### 文書の抜粋

* * * * * * * * *

ビジネスマンには通勤はつきものだし、転職でみずから新天地を求める人も多くなっている。

そこで問われるのが、適応力である。

いくら仕事の能力が高くても、新しい環境にうまく適応できないと、それを発揮できないし、へたをすれば、環境への拒絶反応のため夢状態になることだってあるからだ。

適応するための心の技術は、二つあるような気がする。

一つは新環境に過度の期待をしないこと。

もう 一つは新天地における自分自身を過信しないことである。

新しい環境は未知であり、自分の期待通りであるという保証はどこもない。

期待が大きければ、ギャップがあった場合、失望感も大きくなる。失望感は適応の大敵である。

自分の能力を過度に評価し、「今度の会社なら、自分の能力を存分に活かせる」などと腕をならして乗り込んだ新天地に、自分よりははるかに優秀な人間がゴロゴロいたら、これも相当落ち込む。

高いと思っていた自分の能力を否定されるのは屈辱だからだ。

「ほどほどの新環境、そこそこの自分」という気持ちでいれば適応も早いだろう。

 

頑張らなくていい時もある

水は低きに流れ、時は未来に流れる。

誰でも、そんなことは百も承知のはずだ。

なのに人間は、しばしば時間の流れに逆らったり、何かを変えようと試みるものである。

* * * * * * * * *

### 課題一覧
1. 新しい環境への適応を論じた文章によると、適応するための心の技術の一つ目は何ですか。
2. 適応力と心の持ち方を論じた文章を、最後の一文のあとから書き継いでください。
このあとに並ぶ行は、上の文章とは関係がありません。

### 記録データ
* * * * * * * * *

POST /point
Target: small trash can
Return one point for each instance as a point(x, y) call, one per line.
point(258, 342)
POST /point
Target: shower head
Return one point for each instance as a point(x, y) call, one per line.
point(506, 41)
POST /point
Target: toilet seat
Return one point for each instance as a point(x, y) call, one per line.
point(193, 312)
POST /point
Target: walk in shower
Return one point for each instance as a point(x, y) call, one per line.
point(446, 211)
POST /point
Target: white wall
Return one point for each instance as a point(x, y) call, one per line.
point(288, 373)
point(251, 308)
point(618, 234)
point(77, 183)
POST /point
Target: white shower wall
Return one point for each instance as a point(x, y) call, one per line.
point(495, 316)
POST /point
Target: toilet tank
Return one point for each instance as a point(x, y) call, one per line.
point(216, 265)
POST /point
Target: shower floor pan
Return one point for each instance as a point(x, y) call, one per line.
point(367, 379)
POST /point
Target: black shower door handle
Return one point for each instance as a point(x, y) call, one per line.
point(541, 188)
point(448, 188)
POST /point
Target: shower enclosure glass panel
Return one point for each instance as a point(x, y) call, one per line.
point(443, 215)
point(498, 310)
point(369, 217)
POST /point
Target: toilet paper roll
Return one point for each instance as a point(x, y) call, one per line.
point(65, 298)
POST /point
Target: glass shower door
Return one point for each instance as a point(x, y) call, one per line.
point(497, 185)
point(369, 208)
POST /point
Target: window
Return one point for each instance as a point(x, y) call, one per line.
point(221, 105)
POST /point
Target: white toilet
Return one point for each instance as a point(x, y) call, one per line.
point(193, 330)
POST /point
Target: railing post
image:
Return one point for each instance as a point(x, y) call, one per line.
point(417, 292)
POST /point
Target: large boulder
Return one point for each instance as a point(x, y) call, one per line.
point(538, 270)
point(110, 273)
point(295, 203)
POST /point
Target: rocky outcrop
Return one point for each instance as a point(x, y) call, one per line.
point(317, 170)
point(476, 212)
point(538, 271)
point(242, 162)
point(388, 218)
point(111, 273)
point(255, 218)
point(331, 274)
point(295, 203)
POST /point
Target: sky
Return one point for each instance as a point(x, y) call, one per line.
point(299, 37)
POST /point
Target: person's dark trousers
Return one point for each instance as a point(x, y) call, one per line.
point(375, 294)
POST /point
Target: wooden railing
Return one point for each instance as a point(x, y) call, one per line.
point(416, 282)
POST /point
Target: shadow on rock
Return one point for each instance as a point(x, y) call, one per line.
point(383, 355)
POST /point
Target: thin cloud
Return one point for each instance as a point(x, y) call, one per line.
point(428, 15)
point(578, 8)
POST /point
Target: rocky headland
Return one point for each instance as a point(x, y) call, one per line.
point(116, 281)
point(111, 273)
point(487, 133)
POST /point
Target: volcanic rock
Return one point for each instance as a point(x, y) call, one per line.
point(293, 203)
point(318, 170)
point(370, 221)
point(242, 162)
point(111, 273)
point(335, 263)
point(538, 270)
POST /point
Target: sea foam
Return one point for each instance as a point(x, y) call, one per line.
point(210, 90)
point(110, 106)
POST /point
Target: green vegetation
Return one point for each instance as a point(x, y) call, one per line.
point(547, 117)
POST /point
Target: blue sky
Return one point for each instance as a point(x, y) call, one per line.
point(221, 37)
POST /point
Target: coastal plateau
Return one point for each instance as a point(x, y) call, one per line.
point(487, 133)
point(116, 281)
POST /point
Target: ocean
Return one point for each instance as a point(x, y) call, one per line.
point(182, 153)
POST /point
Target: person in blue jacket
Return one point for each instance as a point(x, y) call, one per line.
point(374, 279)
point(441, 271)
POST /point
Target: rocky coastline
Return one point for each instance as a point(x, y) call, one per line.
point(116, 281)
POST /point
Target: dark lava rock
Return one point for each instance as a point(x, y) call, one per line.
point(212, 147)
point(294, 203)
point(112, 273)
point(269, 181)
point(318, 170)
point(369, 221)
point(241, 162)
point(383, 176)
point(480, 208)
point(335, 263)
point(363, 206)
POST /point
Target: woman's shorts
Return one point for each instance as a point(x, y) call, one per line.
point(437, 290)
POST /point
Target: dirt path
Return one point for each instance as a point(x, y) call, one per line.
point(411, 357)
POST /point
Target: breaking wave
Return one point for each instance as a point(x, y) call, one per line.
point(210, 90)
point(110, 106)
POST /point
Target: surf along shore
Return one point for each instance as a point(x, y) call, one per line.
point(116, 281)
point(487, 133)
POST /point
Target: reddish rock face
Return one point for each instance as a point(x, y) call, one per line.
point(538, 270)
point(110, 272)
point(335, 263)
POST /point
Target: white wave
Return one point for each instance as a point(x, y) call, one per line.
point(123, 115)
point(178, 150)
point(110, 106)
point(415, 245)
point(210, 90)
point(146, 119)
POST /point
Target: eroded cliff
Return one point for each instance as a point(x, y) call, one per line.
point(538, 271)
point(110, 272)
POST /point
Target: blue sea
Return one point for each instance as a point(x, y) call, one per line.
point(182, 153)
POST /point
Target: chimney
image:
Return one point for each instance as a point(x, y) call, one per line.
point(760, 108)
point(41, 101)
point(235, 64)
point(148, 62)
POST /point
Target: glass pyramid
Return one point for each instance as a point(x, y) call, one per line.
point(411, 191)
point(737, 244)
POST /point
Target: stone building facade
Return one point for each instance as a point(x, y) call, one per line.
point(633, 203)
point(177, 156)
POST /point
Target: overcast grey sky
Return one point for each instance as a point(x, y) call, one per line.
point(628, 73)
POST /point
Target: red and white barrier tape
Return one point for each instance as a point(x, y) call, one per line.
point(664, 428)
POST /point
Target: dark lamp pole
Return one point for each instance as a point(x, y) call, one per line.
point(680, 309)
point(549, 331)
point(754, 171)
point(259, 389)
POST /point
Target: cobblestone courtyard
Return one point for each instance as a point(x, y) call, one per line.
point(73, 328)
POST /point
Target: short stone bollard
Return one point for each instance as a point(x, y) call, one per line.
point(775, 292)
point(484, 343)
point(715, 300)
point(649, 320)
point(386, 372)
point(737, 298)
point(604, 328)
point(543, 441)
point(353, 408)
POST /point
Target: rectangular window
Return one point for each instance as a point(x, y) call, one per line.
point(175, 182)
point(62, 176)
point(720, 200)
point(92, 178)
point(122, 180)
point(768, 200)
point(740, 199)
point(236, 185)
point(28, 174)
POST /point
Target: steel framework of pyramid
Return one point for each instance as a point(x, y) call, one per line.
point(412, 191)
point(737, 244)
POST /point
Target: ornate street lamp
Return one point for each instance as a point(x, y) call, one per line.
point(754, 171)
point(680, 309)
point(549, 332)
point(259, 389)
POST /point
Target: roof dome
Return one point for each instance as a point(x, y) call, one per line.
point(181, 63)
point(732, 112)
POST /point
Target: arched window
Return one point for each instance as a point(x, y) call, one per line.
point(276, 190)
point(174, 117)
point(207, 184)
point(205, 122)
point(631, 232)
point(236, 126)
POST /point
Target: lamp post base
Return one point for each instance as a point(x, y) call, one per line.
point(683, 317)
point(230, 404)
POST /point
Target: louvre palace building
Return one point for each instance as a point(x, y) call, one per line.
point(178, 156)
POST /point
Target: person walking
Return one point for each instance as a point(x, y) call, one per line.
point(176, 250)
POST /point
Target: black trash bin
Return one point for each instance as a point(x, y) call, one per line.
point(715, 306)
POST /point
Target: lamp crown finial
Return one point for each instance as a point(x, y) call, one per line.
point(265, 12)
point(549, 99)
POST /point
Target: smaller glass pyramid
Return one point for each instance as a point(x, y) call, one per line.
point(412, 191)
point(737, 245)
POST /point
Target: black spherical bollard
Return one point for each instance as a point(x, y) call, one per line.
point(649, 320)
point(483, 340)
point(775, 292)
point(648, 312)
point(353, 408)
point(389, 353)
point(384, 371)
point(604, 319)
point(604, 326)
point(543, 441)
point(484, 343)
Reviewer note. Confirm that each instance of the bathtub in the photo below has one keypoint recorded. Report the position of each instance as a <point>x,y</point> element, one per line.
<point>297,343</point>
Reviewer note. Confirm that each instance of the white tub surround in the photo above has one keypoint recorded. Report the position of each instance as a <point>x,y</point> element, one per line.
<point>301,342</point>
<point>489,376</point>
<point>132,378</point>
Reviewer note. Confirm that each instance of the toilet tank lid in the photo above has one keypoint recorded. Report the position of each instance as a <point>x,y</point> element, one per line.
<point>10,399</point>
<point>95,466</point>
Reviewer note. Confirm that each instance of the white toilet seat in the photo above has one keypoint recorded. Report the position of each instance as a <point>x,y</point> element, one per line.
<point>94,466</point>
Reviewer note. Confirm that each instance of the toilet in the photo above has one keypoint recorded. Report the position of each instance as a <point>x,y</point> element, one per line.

* * * * * * * * *

### 課題の解答
1. 新環境に過度の期待をしないこと。

2.
たとえば、時代の流れに逆らう、会社の方針に抵抗する、老いに逆らう、といった具合にさまざまな抵抗がある。

そういう抵抗も、いいだろう。

あの不幸な戦争だって、抗する力がもっとあれば、どこかで方向転換ができたかもしれない。

しかし、自分の小さな意地や沽券(こけん)から、ちまちました抵抗をするのはどうだろう。

「あの上司とはどうもウマが合わない。もっと逆らってやる」

こんなのは、エネルギーの浪費と言えまいか。

しかも、抵抗するには非常なエネレギーがいる。

つまらぬ抵抗で消耗していたのでは、楽しさやおもしろさを享受(きょうじゅ)するエネルギーが枯渇(こかつ)してしまわないか。

時には抵抗したり頑張ったりするのをやめ、時間の流れのままにゆったりとかまえるのもいいのではないか。

下流には、未知の楽しみや幸福が待っているかもしれない。

頑張ったところで押しとどめようもないものに対しては、頑張らなくてよいのだ。